> Prompt: Print all of the data exactly as written.

> Supplied information:

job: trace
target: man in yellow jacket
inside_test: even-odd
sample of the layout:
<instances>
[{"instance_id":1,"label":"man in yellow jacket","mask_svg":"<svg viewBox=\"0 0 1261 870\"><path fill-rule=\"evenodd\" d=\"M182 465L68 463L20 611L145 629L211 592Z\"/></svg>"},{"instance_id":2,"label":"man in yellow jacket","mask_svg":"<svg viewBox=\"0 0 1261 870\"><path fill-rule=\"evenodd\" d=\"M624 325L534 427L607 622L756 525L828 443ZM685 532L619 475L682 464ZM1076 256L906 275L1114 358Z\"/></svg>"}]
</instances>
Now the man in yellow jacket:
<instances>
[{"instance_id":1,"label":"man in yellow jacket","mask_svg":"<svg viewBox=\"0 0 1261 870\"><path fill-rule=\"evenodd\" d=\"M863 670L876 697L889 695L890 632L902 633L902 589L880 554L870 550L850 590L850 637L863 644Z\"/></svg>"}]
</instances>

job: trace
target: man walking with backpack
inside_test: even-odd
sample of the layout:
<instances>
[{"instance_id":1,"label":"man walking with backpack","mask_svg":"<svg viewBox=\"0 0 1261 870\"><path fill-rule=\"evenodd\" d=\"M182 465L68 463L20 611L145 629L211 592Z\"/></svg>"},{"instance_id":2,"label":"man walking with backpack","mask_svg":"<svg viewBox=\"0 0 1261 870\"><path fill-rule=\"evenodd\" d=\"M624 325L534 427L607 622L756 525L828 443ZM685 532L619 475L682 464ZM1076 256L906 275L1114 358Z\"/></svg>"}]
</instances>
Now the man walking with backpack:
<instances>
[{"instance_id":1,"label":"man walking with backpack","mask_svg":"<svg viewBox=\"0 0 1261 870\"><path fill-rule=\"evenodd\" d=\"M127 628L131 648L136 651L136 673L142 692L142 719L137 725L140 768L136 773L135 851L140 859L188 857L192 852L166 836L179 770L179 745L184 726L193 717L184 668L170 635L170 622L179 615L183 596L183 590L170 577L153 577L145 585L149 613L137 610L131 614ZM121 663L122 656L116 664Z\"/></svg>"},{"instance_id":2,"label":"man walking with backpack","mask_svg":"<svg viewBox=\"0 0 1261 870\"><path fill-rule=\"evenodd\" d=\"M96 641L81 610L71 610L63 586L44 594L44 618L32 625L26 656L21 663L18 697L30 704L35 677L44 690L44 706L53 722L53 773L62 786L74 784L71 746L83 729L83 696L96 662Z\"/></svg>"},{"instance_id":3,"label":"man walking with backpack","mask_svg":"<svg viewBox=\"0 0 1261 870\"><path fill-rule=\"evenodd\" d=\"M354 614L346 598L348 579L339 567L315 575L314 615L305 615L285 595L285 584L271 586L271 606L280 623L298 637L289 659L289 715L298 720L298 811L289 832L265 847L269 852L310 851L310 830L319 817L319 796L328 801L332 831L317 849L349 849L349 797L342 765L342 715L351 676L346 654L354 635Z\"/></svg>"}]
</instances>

> Full output:
job: trace
target: man in yellow jacket
inside_test: even-odd
sample of the layout:
<instances>
[{"instance_id":1,"label":"man in yellow jacket","mask_svg":"<svg viewBox=\"0 0 1261 870\"><path fill-rule=\"evenodd\" d=\"M182 465L68 463L20 611L145 629L211 592Z\"/></svg>"},{"instance_id":2,"label":"man in yellow jacket","mask_svg":"<svg viewBox=\"0 0 1261 870\"><path fill-rule=\"evenodd\" d=\"M624 325L534 427L607 622L756 525L828 443ZM685 532L619 475L682 464ZM1076 256L906 275L1114 358Z\"/></svg>"}]
</instances>
Now the man in yellow jacket:
<instances>
[{"instance_id":1,"label":"man in yellow jacket","mask_svg":"<svg viewBox=\"0 0 1261 870\"><path fill-rule=\"evenodd\" d=\"M863 670L876 697L889 695L890 632L902 633L902 589L880 554L870 550L850 590L850 637L863 644Z\"/></svg>"}]
</instances>

job: trace
target: man walking with backpack
inside_test: even-odd
sample of the layout:
<instances>
[{"instance_id":1,"label":"man walking with backpack","mask_svg":"<svg viewBox=\"0 0 1261 870\"><path fill-rule=\"evenodd\" d=\"M182 465L68 463L20 611L145 629L211 592Z\"/></svg>"},{"instance_id":2,"label":"man walking with backpack","mask_svg":"<svg viewBox=\"0 0 1261 870\"><path fill-rule=\"evenodd\" d=\"M624 325L534 427L607 622L756 525L828 443ZM685 532L619 475L682 464ZM1076 256L906 275L1114 358Z\"/></svg>"}]
</instances>
Now the man walking with backpack:
<instances>
[{"instance_id":1,"label":"man walking with backpack","mask_svg":"<svg viewBox=\"0 0 1261 870\"><path fill-rule=\"evenodd\" d=\"M127 628L131 648L136 651L136 673L142 692L142 719L137 725L140 768L136 773L135 851L140 859L188 857L192 852L166 836L179 770L179 745L184 726L193 717L184 668L170 635L170 622L179 615L183 596L183 590L170 577L153 577L145 585L149 613L137 610L131 614ZM121 663L122 656L116 664Z\"/></svg>"},{"instance_id":2,"label":"man walking with backpack","mask_svg":"<svg viewBox=\"0 0 1261 870\"><path fill-rule=\"evenodd\" d=\"M96 641L81 610L71 610L63 586L44 594L44 618L32 625L26 656L21 663L18 697L30 704L35 677L44 690L44 706L53 722L53 773L62 786L74 784L71 746L83 729L83 696L96 662Z\"/></svg>"},{"instance_id":3,"label":"man walking with backpack","mask_svg":"<svg viewBox=\"0 0 1261 870\"><path fill-rule=\"evenodd\" d=\"M354 614L346 598L348 579L339 567L315 575L314 615L305 615L285 595L285 584L271 586L271 606L280 623L298 637L289 659L289 715L298 720L298 811L289 832L265 847L269 852L310 851L310 830L319 817L319 796L328 801L332 831L317 849L349 849L349 797L342 765L342 715L351 676L346 654L354 635Z\"/></svg>"}]
</instances>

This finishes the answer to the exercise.